**Source document**

#####

From the beginning in 1930 until 1948, a Fisher Body Craftsman’s Guild entry consisted of the accurately detailed construction of a model of the Napoleonic coach that stood as the logo for Fisher Body, the company that build car bodies for General Motors.

For the next 20 years, young would-be car designers were asked to create home-built models of the cars of the future.

The Fisher coach
Fisher coach

One might spend a year on a model and win nothing, but then spend the next five or six years, making a new one each year, finally mastering the craftsmanship and quality of finish to move your latest design model into the finalist category. There — if it was brilliant — it could win thousands of scholarship dollars, a place in the ArtCenter School and a life difficult to imagine — and a cadre of international friends and colleagues numbering in the thousands as life mentors and a reliable support system.

#####

**Requirements**
**a)** According to the passage on the Fisher Body Craftsman's Guild, what were young would-be car designers asked to build during the 20 years after 1948?
**b)** Write the next part of the passage on the Fisher Body Craftsman's Guild, picking up after its final sentence.

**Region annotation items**
#####

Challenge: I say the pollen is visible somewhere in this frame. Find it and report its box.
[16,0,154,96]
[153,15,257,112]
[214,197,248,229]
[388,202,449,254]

#####

**Responses to the tasks**
**a)** Home-built models of the cars of the future.

**b)**
“Talent” was not an impossible gift to locate, but The Fisher Body Craftsman’s Guild proved it was supported by a level of patience and skills much more difficult to verify without the modeling competition.

In 1987, Automobile Quarterly quoted Virgil M. Exner Jr., who at age 13 was the 1946 first-place national scholarship winner, junior division.

The Fisher Body Craftsman’s Guild, Exner Jr. said, “inspired study and taught patience in the struggle for creativity and understanding of the basic design process. Whether one completed a model or not, won or not, or chose to even pursue design or crafts in any way — it gave youth incentive and opportunity to experience trying a worthwhile and interesting vocation.”

Exner Jr. (his father was chief of design at Chrysler) studied at Notre Dame and designed cars for Studebaker, Ford, Ghia and others.

John L. Jacobus’ book, The Fisher Body Craftsman’s Guild History, quotes another winner, Charles M. Jordan, 1947 first-place national scholarship, senior division.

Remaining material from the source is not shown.